> **DOCUMENT PASSAGE**:
I got to say, I have no idea.

What the hell you think I suppose to say.

Mandy told me I’ve started talking like a Canadian.

Cause I say “et” in the end of the sentence.

“This is good et?” “You’ll be there et?”

The beautiful thing is I don’t even notice that.

I think everybody grows up unconsciously.

Compare who I am to who I was.

Of course, I am still childlike in some way

But, there is a part of me has totally changed

The idea of a good life style

The emotion of being lonely

The importance of being grateful

The enjoyment of living in an imperfect life.

I don't know

But everytime I am thinking about this "grow up" issue

I am thinking about you guys too.

cause there are so many diffculties we've been through

especially, when i sufferd the depresson



Maybe I don’t grow up, but I become more tough and independent.

And there is lots of stuff; I don’t care about it anymore

Sometimes I think,

If a person wants to be tough, he/she has to be a none emotion creature in some way

What if I want to be tough but I don’t want to be none emotion person

Being weak will be my destiny??

I have no idea at all.

For me, being myself seems to be more important than being a strong adult.

I am confused.



To my friends in Taiwan, Iris Sandy Leanne Ivy Irene Evelyn Teressa
Suddently, I miss you guys soooooo much more than words
I promise you guys I will never let you down
I will stay strong and down to earth, love you guys as much as you love me.

> **SET PROBLEM A**: Copy the records word for word, starting with the line that contains "Check that every instance of the green" and going on through the last line of the records.
These records have no connection to the piece about growing up.

Point labeling samples
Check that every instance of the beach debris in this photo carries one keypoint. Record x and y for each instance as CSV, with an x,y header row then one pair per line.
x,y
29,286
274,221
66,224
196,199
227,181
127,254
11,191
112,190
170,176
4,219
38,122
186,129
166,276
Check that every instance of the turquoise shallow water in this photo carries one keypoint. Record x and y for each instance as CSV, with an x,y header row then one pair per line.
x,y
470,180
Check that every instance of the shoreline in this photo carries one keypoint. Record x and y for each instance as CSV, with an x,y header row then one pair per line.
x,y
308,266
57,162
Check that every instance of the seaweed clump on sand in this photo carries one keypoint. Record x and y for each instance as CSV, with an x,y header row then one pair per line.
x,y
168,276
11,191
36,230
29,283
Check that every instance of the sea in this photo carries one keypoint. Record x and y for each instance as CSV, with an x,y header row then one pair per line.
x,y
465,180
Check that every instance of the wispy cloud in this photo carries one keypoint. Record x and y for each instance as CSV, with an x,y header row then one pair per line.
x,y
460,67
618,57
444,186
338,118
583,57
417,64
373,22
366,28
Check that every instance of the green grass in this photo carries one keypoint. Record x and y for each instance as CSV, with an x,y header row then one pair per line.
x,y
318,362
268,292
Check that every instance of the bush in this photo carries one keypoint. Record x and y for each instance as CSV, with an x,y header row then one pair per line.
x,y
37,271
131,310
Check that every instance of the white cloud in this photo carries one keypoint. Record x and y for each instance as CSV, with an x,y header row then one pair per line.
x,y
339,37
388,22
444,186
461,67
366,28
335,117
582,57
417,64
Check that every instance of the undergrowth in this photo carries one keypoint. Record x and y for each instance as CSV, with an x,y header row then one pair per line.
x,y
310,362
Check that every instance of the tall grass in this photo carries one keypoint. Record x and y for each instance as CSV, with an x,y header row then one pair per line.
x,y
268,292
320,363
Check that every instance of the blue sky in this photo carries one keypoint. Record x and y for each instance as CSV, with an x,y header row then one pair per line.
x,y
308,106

> **SET PROBLEM B**: Repeat the piece about growing up word for word, starting with "I got to say, I" and going on through "of the sentence.".

> **TASK SOLUTION A**:
Check that every instance of the green grass in this photo carries one keypoint. Record x and y for each instance as CSV, with an x,y header row then one pair per line.
x,y
318,362
268,292
Check that every instance of the bush in this photo carries one keypoint. Record x and y for each instance as CSV, with an x,y header row then one pair per line.
x,y
37,271
131,310
Check that every instance of the white cloud in this photo carries one keypoint. Record x and y for each instance as CSV, with an x,y header row then one pair per line.
x,y
339,37
388,22
444,186
461,67
366,28
335,117
582,57
417,64
Check that every instance of the undergrowth in this photo carries one keypoint. Record x and y for each instance as CSV, with an x,y header row then one pair per line.
x,y
310,362
Check that every instance of the tall grass in this photo carries one keypoint. Record x and y for each instance as CSV, with an x,y header row then one pair per line.
x,y
268,292
320,363
Check that every instance of the blue sky in this photo carries one keypoint. Record x and y for each instance as CSV, with an x,y header row then one pair per line.
x,y
308,106

> **TASK SOLUTION B**:
I got to say, I have no idea.

What the hell you think I suppose to say.

Mandy told me I’ve started talking like a Canadian.

Cause I say “et” in the end of the sentence.